▶ _WHAT YOU WILL DO_
Pick out each line of the listing below that contains the string "crown". Uppercase and lowercase letters count as different.

▶ _GIVEN DATA_

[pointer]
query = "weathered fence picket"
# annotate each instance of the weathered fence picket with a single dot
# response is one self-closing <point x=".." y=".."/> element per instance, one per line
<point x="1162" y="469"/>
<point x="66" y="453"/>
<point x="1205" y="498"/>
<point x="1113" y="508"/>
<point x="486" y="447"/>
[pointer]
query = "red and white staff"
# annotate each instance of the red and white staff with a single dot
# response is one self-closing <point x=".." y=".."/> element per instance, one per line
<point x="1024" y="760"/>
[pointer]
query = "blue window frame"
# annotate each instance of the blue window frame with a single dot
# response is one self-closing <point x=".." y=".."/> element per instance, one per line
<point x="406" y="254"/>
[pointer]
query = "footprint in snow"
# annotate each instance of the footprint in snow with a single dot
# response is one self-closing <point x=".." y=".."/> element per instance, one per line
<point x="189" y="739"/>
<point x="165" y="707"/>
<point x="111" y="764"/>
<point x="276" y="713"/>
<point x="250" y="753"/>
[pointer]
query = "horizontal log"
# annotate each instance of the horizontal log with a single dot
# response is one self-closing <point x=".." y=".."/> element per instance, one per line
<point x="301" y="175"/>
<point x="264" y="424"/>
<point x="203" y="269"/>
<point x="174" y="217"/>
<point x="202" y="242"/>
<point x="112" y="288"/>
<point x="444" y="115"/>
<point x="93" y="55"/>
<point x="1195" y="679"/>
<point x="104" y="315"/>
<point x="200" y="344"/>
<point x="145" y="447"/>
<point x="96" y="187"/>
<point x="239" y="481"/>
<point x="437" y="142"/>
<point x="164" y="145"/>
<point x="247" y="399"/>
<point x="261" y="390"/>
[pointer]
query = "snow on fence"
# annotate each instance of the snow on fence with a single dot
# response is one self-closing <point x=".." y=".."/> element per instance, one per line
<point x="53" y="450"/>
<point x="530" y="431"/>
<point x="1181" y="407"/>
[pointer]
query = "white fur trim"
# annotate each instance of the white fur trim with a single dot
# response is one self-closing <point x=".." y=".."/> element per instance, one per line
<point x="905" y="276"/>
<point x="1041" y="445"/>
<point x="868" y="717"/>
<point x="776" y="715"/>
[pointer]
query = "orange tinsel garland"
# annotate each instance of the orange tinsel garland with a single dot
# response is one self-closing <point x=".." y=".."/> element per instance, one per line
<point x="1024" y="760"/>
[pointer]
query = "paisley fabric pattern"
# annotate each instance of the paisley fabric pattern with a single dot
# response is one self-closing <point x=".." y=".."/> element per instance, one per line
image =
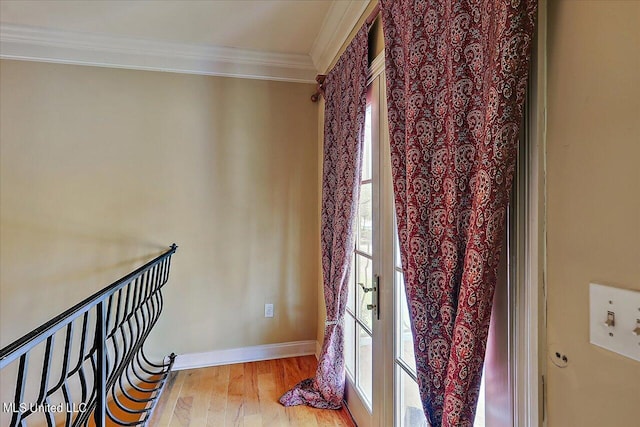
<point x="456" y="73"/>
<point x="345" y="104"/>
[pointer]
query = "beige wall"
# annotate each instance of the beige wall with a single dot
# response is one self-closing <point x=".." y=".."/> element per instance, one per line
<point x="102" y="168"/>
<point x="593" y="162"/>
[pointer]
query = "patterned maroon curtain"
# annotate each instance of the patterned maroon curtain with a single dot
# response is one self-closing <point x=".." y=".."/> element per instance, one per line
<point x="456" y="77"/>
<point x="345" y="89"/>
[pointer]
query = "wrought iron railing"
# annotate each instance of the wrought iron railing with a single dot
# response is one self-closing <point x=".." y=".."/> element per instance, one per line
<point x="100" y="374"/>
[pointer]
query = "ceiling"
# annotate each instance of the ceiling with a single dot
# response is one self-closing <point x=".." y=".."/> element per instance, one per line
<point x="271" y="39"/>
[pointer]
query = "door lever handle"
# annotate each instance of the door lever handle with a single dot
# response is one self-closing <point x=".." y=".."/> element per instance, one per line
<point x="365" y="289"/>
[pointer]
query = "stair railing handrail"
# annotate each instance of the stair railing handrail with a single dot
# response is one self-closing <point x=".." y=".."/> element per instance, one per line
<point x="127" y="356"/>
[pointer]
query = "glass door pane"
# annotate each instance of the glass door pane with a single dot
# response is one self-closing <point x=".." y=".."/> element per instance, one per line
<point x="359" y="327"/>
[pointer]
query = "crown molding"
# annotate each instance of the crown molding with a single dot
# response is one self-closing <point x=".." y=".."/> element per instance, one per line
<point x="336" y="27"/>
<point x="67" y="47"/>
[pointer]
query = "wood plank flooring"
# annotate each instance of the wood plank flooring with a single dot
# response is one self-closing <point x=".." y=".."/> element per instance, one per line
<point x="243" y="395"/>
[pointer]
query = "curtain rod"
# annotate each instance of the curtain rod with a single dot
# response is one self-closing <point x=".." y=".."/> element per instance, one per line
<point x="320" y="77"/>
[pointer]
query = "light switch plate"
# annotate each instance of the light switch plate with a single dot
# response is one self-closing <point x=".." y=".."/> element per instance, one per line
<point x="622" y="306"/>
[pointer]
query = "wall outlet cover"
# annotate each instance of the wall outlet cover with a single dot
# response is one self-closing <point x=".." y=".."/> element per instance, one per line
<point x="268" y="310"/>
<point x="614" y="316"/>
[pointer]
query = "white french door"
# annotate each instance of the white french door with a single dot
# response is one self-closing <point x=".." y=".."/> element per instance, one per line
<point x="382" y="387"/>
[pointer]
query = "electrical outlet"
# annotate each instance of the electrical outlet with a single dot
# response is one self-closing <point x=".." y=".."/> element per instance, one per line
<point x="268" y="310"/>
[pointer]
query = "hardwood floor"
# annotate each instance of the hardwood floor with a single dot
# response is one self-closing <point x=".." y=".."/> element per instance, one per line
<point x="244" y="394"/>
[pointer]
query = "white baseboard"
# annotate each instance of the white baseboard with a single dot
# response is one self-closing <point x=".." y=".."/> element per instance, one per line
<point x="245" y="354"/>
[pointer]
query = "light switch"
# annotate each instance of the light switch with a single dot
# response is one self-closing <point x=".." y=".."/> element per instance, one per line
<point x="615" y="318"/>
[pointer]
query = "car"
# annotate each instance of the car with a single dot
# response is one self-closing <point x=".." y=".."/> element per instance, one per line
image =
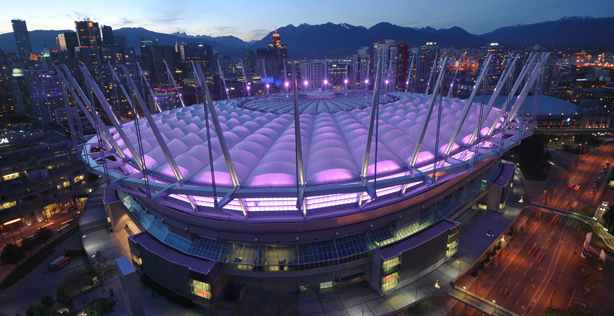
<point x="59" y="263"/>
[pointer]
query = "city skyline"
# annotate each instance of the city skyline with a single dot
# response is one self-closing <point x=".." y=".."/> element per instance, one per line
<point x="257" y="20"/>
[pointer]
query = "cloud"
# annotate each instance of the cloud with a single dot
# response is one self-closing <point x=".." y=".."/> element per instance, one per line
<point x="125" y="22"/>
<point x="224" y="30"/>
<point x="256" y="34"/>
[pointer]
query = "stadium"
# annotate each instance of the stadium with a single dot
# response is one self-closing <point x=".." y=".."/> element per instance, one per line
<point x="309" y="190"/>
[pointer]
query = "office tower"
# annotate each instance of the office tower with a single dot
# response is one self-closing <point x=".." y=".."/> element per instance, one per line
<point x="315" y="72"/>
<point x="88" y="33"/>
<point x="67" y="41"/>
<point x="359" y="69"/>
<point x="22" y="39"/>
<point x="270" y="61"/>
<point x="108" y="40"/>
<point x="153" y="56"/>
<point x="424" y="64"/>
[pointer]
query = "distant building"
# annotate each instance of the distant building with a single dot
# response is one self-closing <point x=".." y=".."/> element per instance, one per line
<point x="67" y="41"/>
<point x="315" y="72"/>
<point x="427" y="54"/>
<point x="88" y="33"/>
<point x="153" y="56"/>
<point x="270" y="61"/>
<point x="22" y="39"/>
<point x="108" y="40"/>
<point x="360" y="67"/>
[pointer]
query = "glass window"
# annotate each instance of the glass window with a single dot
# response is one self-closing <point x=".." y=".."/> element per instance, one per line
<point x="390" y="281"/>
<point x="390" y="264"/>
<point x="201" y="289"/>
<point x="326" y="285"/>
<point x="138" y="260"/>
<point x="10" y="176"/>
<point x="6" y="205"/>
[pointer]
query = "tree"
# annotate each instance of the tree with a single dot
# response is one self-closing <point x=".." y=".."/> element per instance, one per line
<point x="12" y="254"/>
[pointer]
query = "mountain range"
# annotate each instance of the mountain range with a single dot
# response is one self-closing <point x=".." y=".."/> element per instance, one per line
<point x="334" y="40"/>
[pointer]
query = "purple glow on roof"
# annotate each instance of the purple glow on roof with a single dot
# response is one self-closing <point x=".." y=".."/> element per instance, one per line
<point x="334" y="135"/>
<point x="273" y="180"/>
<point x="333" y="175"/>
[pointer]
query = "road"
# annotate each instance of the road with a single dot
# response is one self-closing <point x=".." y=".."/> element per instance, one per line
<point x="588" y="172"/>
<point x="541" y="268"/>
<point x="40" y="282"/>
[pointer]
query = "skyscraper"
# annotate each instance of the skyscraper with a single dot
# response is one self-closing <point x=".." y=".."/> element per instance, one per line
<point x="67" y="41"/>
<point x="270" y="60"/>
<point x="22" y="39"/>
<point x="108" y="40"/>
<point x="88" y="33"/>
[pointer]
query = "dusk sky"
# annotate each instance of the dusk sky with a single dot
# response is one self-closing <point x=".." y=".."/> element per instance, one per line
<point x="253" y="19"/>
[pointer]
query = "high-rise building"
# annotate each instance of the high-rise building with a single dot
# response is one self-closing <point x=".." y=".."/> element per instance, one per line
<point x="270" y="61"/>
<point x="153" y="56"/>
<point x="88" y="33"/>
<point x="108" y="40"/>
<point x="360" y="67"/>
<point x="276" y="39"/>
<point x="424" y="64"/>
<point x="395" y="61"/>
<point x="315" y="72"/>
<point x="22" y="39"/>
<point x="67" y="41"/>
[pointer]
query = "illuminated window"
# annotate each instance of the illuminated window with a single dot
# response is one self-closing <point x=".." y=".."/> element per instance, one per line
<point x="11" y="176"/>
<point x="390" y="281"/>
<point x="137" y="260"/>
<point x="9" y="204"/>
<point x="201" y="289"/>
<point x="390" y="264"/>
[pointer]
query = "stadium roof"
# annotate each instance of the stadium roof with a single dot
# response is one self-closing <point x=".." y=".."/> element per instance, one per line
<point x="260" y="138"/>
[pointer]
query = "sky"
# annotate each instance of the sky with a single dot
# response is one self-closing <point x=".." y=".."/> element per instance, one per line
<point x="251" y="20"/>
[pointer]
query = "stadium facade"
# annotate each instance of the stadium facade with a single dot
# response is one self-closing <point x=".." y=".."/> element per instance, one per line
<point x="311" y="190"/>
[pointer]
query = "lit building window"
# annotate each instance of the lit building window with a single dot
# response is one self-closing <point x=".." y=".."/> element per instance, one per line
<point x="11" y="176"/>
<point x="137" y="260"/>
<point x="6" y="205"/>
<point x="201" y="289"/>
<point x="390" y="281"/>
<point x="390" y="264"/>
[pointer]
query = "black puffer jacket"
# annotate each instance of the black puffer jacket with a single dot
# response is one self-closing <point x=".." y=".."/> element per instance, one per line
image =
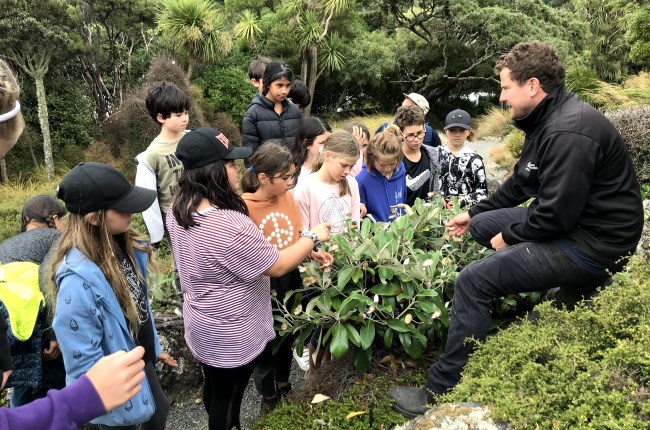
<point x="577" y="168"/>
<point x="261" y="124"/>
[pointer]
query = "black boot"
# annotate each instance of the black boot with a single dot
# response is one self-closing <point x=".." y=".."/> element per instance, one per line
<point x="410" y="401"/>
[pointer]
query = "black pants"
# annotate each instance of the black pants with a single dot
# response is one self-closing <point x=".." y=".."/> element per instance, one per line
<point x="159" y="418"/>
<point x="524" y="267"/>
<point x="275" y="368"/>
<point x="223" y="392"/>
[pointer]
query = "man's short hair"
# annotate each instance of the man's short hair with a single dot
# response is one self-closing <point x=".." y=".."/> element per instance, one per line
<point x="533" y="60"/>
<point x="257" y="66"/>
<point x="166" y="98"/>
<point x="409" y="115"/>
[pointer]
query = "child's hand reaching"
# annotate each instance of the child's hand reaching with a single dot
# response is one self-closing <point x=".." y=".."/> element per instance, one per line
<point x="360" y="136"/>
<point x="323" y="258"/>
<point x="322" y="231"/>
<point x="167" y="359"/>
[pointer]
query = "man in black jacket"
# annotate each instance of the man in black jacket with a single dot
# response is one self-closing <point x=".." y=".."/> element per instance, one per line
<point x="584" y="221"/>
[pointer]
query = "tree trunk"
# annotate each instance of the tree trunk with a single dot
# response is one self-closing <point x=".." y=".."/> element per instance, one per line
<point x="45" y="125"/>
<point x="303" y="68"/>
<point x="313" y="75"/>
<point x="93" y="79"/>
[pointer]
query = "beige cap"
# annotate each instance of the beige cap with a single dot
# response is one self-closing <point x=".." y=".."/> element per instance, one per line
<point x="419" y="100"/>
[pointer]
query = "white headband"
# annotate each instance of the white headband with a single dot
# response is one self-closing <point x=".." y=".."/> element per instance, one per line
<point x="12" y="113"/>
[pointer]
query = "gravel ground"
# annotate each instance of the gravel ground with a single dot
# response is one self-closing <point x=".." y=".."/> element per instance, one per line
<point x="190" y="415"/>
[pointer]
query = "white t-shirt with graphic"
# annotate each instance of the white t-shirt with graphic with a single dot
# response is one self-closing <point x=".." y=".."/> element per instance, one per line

▶ _FULL OUTPUT_
query = "crown molding"
# annotate each instance of the crown molding with a single dot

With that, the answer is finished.